DIRECTIONS FOR THIS TASK: Using the entries below, transcribe exactly the line containing "Practice. Put a dot on the man in" and each line that follows it to the end.

>> Start

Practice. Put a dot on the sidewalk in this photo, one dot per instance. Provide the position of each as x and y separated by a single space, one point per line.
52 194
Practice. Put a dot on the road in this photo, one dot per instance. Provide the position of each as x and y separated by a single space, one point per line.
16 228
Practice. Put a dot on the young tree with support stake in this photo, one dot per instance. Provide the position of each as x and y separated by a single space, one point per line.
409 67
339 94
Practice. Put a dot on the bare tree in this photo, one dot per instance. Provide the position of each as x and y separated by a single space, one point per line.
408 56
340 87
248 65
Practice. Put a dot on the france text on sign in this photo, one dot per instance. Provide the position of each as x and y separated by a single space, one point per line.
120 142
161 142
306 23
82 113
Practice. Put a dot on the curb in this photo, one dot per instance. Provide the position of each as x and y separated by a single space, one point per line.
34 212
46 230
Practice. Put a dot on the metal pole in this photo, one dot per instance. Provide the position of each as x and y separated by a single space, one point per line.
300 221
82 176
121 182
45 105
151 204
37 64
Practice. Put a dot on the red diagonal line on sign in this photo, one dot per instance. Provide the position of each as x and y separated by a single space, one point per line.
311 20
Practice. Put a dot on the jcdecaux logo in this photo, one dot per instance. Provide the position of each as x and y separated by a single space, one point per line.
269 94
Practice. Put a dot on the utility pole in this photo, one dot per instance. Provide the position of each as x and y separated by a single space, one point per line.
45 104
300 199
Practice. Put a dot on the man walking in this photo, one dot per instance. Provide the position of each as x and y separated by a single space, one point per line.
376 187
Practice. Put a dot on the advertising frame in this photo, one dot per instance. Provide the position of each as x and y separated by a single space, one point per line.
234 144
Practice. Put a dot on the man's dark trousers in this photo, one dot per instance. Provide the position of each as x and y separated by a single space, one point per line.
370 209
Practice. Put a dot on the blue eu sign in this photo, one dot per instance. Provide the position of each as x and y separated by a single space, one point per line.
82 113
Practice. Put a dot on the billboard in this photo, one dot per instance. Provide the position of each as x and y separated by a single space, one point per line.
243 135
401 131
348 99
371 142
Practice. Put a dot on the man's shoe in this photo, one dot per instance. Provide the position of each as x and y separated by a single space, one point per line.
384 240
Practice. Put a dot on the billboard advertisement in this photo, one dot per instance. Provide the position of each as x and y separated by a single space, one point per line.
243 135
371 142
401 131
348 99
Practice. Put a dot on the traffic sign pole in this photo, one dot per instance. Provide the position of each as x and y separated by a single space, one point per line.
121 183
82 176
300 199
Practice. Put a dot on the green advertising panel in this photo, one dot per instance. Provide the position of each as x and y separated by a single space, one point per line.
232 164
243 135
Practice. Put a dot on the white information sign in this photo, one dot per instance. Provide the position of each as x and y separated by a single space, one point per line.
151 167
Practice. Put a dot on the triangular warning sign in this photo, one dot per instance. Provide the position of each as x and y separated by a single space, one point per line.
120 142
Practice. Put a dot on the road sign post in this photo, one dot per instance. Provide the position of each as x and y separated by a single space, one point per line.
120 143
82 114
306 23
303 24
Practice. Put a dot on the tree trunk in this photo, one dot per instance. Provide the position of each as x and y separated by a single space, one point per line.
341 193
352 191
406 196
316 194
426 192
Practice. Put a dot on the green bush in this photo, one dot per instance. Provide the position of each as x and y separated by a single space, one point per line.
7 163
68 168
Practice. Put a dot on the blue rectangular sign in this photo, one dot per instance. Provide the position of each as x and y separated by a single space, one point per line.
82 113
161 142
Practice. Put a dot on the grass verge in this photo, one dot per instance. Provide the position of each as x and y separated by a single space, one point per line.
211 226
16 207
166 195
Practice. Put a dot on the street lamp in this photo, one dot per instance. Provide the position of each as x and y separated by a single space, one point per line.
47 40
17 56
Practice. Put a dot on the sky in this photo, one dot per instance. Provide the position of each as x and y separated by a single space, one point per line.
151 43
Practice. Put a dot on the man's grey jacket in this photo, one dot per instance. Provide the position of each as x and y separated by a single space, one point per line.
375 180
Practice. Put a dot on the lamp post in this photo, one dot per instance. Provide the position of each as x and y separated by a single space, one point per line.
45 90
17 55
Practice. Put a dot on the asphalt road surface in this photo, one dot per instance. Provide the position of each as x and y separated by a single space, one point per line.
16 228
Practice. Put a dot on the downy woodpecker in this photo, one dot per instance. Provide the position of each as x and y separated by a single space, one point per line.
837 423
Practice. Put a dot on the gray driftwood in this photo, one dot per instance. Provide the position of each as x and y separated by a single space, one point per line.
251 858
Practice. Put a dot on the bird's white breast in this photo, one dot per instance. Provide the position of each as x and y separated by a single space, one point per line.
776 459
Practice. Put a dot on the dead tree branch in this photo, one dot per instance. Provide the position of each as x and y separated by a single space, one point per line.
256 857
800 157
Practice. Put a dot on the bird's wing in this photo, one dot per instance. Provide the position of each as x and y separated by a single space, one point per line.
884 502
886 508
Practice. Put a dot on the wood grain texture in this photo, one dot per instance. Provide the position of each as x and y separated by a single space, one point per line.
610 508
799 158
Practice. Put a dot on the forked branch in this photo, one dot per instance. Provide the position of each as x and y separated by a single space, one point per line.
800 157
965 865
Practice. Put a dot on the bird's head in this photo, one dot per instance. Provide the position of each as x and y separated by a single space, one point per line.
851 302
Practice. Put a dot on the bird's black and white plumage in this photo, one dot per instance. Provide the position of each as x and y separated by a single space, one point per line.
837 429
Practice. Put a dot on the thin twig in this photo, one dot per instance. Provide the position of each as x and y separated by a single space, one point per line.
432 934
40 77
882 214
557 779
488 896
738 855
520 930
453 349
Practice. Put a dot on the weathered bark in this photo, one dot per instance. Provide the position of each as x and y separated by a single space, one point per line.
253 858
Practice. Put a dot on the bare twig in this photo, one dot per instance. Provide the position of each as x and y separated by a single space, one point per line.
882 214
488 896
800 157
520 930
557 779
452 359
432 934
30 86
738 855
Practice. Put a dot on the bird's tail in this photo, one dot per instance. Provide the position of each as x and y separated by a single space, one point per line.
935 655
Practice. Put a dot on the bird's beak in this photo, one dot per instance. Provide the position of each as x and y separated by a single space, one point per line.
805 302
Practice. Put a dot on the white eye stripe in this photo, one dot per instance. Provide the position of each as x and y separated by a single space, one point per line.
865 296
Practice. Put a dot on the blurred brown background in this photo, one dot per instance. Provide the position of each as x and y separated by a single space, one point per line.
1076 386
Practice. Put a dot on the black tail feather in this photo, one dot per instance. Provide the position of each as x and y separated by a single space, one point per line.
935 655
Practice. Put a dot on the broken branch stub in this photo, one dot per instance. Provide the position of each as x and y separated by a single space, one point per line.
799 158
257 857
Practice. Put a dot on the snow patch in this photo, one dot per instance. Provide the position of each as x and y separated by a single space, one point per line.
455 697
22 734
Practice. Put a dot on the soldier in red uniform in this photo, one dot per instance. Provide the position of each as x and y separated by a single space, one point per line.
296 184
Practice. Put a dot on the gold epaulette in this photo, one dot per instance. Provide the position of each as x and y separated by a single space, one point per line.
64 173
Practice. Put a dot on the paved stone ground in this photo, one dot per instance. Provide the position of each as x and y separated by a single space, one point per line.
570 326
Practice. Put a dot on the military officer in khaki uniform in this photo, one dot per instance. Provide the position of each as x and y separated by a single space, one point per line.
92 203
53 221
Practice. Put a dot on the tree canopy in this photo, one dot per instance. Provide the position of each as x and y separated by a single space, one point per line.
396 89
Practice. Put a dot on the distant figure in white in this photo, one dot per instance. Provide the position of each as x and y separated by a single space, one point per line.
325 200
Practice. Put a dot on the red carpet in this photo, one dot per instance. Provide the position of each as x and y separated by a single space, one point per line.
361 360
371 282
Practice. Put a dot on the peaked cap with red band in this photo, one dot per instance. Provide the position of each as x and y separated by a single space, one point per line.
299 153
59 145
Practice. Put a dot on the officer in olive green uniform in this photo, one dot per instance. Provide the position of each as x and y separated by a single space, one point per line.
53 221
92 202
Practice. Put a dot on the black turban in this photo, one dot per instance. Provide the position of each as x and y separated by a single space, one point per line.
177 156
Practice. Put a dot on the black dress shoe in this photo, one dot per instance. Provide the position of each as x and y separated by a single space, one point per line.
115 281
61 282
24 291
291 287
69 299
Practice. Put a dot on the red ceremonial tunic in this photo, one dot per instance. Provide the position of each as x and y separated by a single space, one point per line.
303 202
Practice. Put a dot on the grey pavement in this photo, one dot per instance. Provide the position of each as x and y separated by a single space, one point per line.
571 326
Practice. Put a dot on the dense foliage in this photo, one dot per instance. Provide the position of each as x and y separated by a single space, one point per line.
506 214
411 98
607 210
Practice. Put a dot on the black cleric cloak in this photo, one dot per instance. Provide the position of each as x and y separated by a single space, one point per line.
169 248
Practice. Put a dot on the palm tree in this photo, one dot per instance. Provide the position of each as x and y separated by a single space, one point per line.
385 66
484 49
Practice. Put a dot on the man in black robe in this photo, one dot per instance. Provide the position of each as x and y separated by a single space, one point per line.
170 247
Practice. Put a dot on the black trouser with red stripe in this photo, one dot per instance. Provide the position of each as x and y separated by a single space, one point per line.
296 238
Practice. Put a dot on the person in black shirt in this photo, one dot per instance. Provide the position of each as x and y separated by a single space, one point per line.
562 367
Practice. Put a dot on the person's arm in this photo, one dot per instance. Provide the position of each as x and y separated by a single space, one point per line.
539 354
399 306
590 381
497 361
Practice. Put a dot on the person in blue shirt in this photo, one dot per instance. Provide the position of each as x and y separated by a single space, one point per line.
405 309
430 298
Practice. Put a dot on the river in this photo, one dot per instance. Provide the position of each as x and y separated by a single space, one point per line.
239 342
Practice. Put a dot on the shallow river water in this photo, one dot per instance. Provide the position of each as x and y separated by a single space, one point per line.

>> End

CORRECT OUTPUT:
Practice. Put a dot on the man in black robe in this photo, one dot per instance. Provide the position of each as x and y separated by a single space, one point per line.
170 247
Practice. Put a dot on the black trouser with red stripe in this photo, one dot per instance. Provide the position of each as x and y separated by a single space, one point per line.
296 238
Practice. Put a dot on the person in black shirt in this photo, one dot per instance. Provide the position of each as x and y separated by a single space, one point per line.
562 367
Practice. Put a dot on the person's arm in this photo, one dot per instance. Provide the position of each as x and y separated by a single space, one point per line.
539 354
399 306
590 381
497 361
Practice. Put a dot on the person in blue shirt in this photo, one dot per instance. Provide the position of each as x and y separated by a single space, one point per line.
405 309
430 298
Practice. Put a dot on the river in this photo, one dot per instance. Provide the position of each as x and y separated by a single space, one point per line.
239 342
Practice. Put a dot on the shallow river water in this photo, one dot per instance. Provide the position of each as x and y separated by a single space, one point per line.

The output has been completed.